-- WORK TO BE COMPLETED --
Copy the material below word for word, starting with its first line and ending with the line that contains "When you are".

---------- DATA ROWS

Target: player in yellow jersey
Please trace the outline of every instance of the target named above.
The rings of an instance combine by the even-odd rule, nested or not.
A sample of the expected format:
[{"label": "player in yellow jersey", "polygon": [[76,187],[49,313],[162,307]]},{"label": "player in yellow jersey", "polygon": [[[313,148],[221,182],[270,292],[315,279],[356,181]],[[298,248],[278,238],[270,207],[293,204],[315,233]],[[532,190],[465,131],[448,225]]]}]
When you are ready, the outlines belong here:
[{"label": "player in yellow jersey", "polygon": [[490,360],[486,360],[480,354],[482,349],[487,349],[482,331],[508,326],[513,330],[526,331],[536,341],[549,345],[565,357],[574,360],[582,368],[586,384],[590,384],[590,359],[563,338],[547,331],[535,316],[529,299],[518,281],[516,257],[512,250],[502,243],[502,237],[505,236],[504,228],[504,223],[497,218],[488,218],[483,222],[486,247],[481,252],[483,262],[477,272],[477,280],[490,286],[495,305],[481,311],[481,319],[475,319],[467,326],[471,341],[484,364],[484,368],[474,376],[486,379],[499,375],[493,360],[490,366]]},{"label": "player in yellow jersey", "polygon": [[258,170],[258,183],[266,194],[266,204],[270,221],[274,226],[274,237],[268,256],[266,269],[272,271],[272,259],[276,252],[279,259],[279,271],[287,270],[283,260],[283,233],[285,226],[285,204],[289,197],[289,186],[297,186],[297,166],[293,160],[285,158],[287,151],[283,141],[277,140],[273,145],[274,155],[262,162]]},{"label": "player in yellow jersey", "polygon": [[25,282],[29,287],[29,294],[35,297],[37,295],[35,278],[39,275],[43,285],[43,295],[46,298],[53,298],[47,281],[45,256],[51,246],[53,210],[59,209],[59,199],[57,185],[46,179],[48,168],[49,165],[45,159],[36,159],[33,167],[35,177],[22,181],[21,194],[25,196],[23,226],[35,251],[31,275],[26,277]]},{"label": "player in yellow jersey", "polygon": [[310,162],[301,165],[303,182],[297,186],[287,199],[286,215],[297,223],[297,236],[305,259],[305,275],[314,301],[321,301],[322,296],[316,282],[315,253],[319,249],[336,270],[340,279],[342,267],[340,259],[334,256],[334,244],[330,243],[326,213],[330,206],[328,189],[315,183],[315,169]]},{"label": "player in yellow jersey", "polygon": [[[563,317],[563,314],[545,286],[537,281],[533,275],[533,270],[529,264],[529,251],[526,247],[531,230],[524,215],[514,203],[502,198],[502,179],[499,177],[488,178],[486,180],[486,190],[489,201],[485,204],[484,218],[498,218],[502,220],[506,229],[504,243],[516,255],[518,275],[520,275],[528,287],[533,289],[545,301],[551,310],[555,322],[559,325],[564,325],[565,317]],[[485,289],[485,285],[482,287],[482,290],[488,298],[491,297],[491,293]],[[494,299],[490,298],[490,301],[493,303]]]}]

--------------------

-- RESULT --
Target: player in yellow jersey
Please trace the outline of every instance of the target named above.
The rings of an instance combine by the even-odd rule, nested or not.
A sample of the expected format:
[{"label": "player in yellow jersey", "polygon": [[76,187],[49,313],[162,307]]},{"label": "player in yellow jersey", "polygon": [[[313,148],[221,182],[270,292],[315,279],[356,181]],[[298,248],[278,238],[270,207],[293,204],[315,233]],[[532,190],[465,131],[448,225]]]}]
When you are ready, the outlines belong here:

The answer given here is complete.